Prompt
Once the images are set aside, return every entry exactly.
Segment Start: Input for this task
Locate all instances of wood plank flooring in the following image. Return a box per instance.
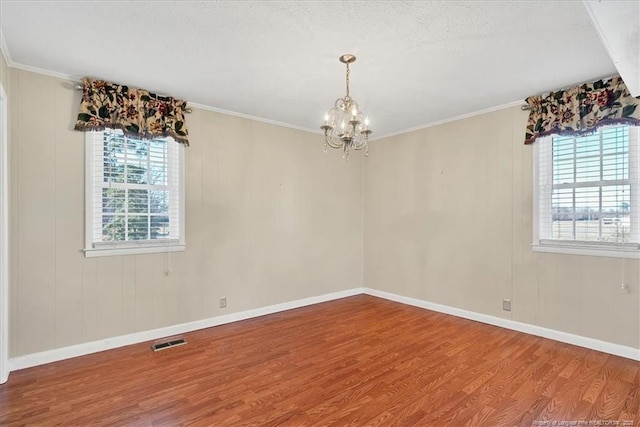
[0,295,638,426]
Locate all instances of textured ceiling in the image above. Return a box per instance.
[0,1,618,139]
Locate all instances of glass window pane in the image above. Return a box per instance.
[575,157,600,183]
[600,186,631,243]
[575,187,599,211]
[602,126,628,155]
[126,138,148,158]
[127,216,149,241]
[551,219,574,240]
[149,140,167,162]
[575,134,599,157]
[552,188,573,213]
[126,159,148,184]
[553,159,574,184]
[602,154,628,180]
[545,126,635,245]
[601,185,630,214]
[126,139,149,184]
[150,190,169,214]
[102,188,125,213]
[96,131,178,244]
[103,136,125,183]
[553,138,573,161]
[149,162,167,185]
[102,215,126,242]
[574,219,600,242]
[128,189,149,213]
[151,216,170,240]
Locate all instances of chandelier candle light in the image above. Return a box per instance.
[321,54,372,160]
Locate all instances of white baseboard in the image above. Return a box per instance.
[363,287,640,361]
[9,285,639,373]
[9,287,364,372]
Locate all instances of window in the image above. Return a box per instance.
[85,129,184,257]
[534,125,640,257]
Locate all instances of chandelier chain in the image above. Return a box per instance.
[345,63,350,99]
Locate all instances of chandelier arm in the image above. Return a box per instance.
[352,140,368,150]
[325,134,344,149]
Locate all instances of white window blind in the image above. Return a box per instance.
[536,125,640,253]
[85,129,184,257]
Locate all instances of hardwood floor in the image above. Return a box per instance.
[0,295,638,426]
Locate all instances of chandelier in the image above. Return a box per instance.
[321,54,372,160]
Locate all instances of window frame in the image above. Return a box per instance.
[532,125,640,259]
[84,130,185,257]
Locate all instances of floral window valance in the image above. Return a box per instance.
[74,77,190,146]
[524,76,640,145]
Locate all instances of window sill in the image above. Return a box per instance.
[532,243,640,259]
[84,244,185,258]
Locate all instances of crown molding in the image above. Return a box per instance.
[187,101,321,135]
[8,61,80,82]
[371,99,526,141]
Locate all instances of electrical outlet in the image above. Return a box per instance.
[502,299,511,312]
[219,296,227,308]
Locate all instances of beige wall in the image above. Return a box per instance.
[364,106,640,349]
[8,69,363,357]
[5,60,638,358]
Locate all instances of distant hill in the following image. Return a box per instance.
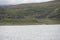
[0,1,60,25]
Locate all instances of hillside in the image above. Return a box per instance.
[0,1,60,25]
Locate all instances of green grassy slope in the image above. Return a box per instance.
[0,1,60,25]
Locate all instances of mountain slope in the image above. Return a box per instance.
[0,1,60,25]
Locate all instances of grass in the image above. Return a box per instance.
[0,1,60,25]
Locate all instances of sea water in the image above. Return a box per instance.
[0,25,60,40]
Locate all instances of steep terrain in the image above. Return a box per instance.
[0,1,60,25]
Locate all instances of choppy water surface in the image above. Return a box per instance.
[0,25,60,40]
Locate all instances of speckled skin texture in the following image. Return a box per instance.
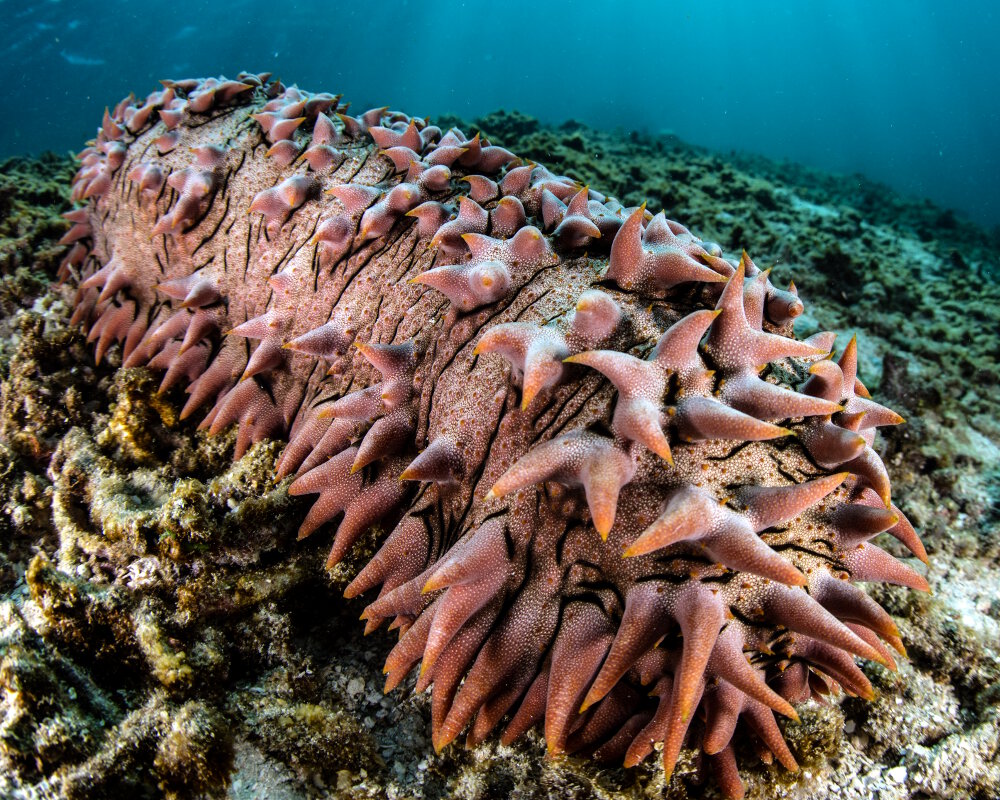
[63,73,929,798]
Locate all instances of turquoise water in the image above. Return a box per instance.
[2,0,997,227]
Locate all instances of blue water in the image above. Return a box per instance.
Segment End: Input for this task
Output below
Locate all instances of wood plank flooring in the following image. Return a box per instance.
[0,295,638,426]
Locate all instances of textured ceiling in the image above. Return a box per instance.
[0,1,618,139]
Locate all instances of glass window pane in the image above. Return a box per instance.
[575,157,600,183]
[600,186,631,243]
[575,187,599,211]
[602,126,628,155]
[126,138,148,158]
[127,216,149,241]
[551,219,574,240]
[149,140,167,162]
[575,134,599,157]
[552,188,573,213]
[126,159,148,184]
[553,159,574,184]
[602,154,628,180]
[545,126,635,245]
[601,185,630,214]
[126,139,149,184]
[150,190,169,214]
[102,188,125,213]
[96,131,178,244]
[103,136,125,183]
[553,138,573,161]
[149,162,167,185]
[102,215,126,242]
[574,219,600,242]
[128,189,149,213]
[151,216,170,240]
Locate all instances of chandelier candle light in the image above. Return a box per instance.
[321,54,372,160]
Locate all instances of white baseboard in the image above. Return a box per instance.
[363,287,640,361]
[9,285,639,373]
[9,287,364,372]
Locate all instances of window in the image above. Return a box per instance.
[85,129,184,257]
[534,125,640,257]
Locate all instances of chandelier chain in the image above. Return a box per instance.
[345,63,350,99]
Locate all instances of chandelier arm in the image above. Return a box per instance.
[352,140,368,150]
[325,134,344,149]
Locate all instances of white window blind in the image above. Return a box per instance.
[536,125,640,253]
[85,129,184,257]
Locate all instances of hardwood floor in the image above. Return a box per instance.
[0,295,638,426]
Locate all instances of chandelier in the image above. Return a box per instance.
[321,54,372,160]
Locate all instances of window frame in the image above. Return a box per instance.
[532,125,640,259]
[84,130,185,257]
Locate all instances of floral window valance in the image above. Return a box per instance.
[74,77,190,146]
[524,76,640,145]
Locate all instances of window sill in the image above. Return a box per instance.
[532,243,640,259]
[84,244,185,258]
Locate all instances of crown molding in the image above. Return a box per instance.
[187,101,321,135]
[8,61,80,82]
[371,99,526,141]
Locate all instances of electrical outlet in the image above. Return a box per instance.
[502,299,511,312]
[219,296,227,308]
Locate all instances of beige wall in the image above. Return a box per instance.
[364,106,640,349]
[8,69,363,357]
[5,60,638,358]
Locate all instances of distant hill in the following image. Return a box per instance.
[0,1,60,25]
Locate all instances of hillside in the image above. Return a box per instance.
[0,1,60,25]
Locate all instances of green grassy slope in the image above. Return a box per instance.
[0,1,60,25]
Locate all instances of mountain slope in the image above. Return a box per instance.
[0,1,60,25]
Locate all instances of grass in the image above. Return a box per instance.
[0,1,60,25]
Locate all instances of sea water in the image above. Return a box per instance.
[0,25,60,40]
Locate all instances of steep terrain in the image above. Return a box per instance.
[0,1,60,25]
Locate all instances of choppy water surface in the image above. Return a box per instance.
[0,25,60,40]
Locate all instances of speckled skin texture in the following image. Return a box per instance.
[63,73,929,798]
Locate all instances of turquoise water in the image above. Return a box per instance.
[2,0,997,227]
Locate all instances of blue water in the image above. Return a box per instance.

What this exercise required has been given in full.